TASK DIRECTIONS =>
Can you write out, word for word, the part of the Patricia May Holmgren passage starting at "Patricia May Holmgren" and ending at "Herbariorum from 1974–2008."?

EXCERPT PROVIDED =>
* * *
Patricia May Holmgren (née Kern; born 1940) is an American botanist. Holmgren's main botanical interests are the flora of the U.S. intermountain west and the genera Tiarella and Thlaspi. Holmgren was the director of the herbarium at the New York Botanical Garden from 1981–2000, and editor of Index Herbariorum from 1974–2008.

== Life ==
Patricia May Kern was born to Robert Evan Kern (1919–2004) and Ruth Eleanor Beaudoin Kern (1921–1992) in 1940, in Athens, Indiana. Her parents began raising Christmas trees in 1946, and Holmgren spent part of her summers trimming trees and weekends in the fall and winter helping with the business. Holmgren was introduced to nature at an early age; through her father's conservation work on their property, and during family vacations to western national parks during the farm's off-season. From fifth grade to her high school graduation, Holmgren was active in 4-H, winning many contests in forestry and sewing.
* * *
GIVEN RECORDS =>
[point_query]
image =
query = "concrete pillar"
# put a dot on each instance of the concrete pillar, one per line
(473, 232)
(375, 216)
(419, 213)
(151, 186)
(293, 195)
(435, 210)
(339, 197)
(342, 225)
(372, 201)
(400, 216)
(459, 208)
* * *
RESPONSE TO THIS EXERCISE =>
Patricia May Holmgren (née Kern; born 1940) is an American botanist. Holmgren's main botanical interests are the flora of the U.S. intermountain west and the genera Tiarella and Thlaspi. Holmgren was the director of the herbarium at the New York Botanical Garden from 1981–2000, and editor of Index Herbariorum from 1974–2008.